◆ Task instructions ◆
(1) In the safari trip report, condense the paragraph beginning "We booked our safari with Nature Expeditions International" into a shorter version that keeps its main facts.
(2) From the safari trip report, extract the passage that opens with the words containing "We just returned" and closes with "things like that.".

◆ Text excerpt ◆
/---
We just returned last week from a mind-boggling, incredible trip.
We booked our safari with Nature Expeditions International, which was a wonderful company with which to work. They used Akorn in both Kenya and Tanzania. The package we booked did not include international airfare, so we started seaching for bargain deals for that part. We finally went with South African Air, which flies direct from Atlanta to Johannesburg. The airfare was only a few hundred dollars less than a self-drive package, so we booked that and added a week to our trip. My husband and I are retired, so we can do things like that.
On August 12, we flew from Atlanta to Jo'burg, and then on to Cape Town. We had a rental car and 4 nights in CT. Enjoyed every minute of it--Day 1- we took it easy, recovering from the flight. SAA had booked us into City Lodge, which was within walking distance to The Albert and Victoria Waterfront. Lots of neat shops and restaurants. Day 2, we drove to the Cape of Good Hope. It rained a bit, which allowed us to see the most incredible double rainbow from the viewpoint there. Saw the Jackass penguins and drove the coast road. Day 3, we went into CT and took a city tour, visited some arts and crafts, places, and took it easy. Day 4 we drove to Stellenbosch and beyond,visiting some wineries. We are both golfers, so we enjoyed seeing Ernie Els's new place. We went down to the coast to see the whales. We had a rental car as part of our package, which we enjoyed.
\---
(Entries from a point annotation set)
/---
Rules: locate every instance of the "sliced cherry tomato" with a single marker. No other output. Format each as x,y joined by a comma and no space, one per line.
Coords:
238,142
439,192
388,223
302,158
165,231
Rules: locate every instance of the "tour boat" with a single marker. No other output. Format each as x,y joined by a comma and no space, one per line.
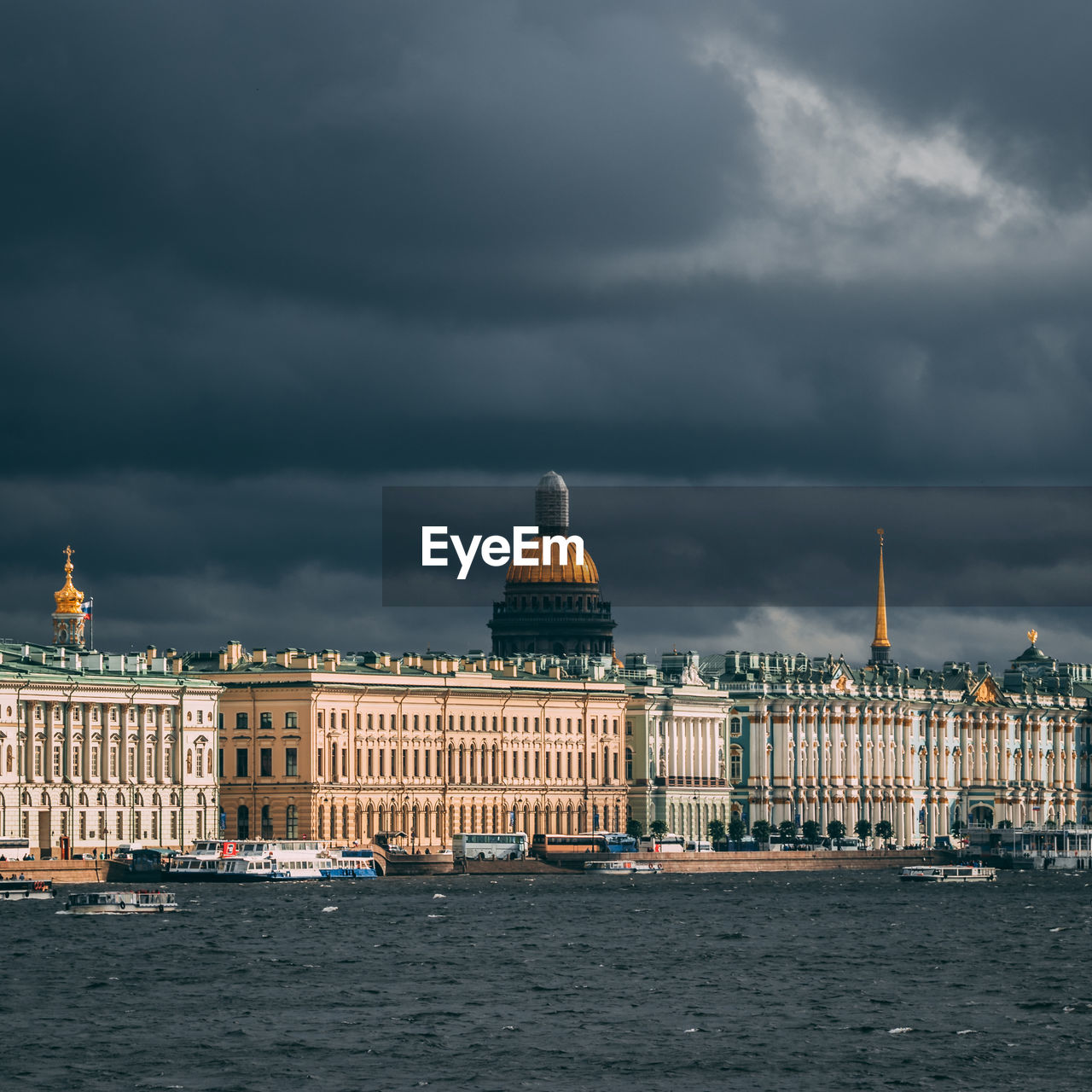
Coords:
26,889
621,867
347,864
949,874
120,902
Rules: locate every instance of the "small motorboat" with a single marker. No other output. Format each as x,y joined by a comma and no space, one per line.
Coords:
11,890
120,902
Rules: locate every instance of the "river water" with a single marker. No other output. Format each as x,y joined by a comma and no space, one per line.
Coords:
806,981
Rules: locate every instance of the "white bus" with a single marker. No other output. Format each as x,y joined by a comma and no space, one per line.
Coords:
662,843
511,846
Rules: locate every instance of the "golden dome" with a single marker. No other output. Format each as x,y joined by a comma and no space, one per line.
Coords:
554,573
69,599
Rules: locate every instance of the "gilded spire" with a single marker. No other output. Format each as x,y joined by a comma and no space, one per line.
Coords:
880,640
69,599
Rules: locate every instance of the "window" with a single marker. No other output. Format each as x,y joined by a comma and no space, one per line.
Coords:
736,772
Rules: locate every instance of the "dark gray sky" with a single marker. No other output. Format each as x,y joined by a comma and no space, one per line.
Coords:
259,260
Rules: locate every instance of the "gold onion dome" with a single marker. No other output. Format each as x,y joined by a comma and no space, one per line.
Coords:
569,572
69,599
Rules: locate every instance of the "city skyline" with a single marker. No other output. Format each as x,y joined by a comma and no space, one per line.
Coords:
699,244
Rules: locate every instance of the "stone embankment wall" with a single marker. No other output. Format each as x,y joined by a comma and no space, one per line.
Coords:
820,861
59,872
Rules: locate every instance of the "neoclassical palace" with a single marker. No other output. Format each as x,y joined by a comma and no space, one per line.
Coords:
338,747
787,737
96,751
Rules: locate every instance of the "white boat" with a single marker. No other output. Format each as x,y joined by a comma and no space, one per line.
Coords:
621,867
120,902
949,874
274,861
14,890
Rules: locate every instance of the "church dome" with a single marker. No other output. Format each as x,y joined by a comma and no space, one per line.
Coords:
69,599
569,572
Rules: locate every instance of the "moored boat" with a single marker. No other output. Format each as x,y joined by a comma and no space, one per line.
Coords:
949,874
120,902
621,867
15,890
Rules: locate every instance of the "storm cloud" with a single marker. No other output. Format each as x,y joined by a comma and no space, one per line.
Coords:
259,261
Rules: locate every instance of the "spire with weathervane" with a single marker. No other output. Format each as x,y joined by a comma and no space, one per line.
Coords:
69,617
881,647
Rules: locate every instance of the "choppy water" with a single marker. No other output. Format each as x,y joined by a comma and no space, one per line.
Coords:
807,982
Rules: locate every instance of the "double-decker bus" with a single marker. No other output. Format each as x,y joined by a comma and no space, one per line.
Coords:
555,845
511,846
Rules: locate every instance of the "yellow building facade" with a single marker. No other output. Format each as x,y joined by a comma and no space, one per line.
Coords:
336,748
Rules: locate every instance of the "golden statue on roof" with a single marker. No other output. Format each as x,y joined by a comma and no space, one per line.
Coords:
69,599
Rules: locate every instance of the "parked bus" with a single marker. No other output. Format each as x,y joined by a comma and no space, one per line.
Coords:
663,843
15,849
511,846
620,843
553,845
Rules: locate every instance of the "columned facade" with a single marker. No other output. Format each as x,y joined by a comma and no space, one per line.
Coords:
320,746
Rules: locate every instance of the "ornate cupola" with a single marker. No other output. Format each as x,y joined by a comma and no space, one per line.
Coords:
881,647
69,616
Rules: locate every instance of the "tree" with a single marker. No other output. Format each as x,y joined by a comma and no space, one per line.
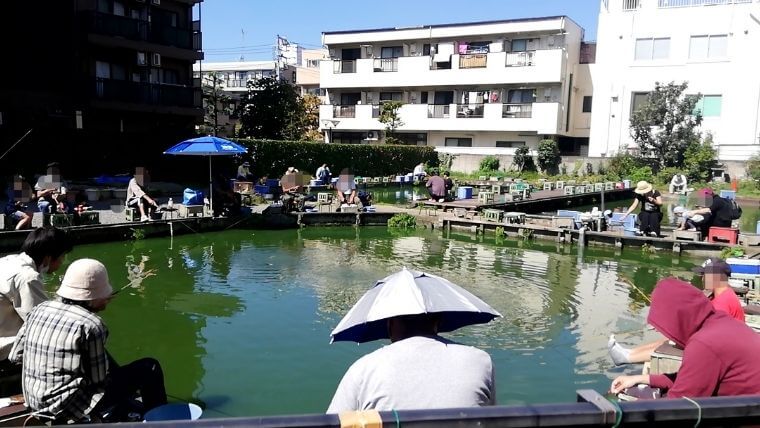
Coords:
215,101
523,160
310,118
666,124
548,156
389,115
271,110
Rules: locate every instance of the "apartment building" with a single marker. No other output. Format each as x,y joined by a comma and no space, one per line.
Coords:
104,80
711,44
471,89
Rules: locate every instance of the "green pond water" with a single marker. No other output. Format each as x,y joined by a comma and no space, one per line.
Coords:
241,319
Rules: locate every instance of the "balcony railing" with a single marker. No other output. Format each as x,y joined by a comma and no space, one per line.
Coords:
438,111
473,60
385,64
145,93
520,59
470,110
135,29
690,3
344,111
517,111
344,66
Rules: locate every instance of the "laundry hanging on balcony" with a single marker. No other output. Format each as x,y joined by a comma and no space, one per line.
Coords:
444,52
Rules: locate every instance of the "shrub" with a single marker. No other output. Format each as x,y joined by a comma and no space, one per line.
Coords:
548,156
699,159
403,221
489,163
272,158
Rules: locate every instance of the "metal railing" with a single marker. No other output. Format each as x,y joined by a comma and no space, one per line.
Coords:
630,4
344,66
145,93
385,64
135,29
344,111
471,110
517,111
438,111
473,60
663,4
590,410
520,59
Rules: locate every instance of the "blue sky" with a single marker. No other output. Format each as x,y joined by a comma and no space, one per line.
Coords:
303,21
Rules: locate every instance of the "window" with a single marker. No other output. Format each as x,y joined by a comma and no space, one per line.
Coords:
\---
◆ Solutions to the tasks ◆
(1) The couple booked their safari through Nature Expeditions International, which used Akorn in Kenya and Tanzania. Because the package excluded international airfare, they looked for deals and chose South African Air's direct Atlanta–Johannesburg flight. That fare was only a few hundred dollars less than a self-drive package, so they booked the package and added a week to the trip, which being retired made possible.

(2)
We just returned last week from a mind-boggling, incredible trip.
We booked our safari with Nature Expeditions International, which was a wonderful company with which to work. They used Akorn in both Kenya and Tanzania. The package we booked did not include international airfare, so we started seaching for bargain deals for that part. We finally went with South African Air, which flies direct from Atlanta to Johannesburg. The airfare was only a few hundred dollars less than a self-drive package, so we booked that and added a week to our trip. My husband and I are retired, so we can do things like that.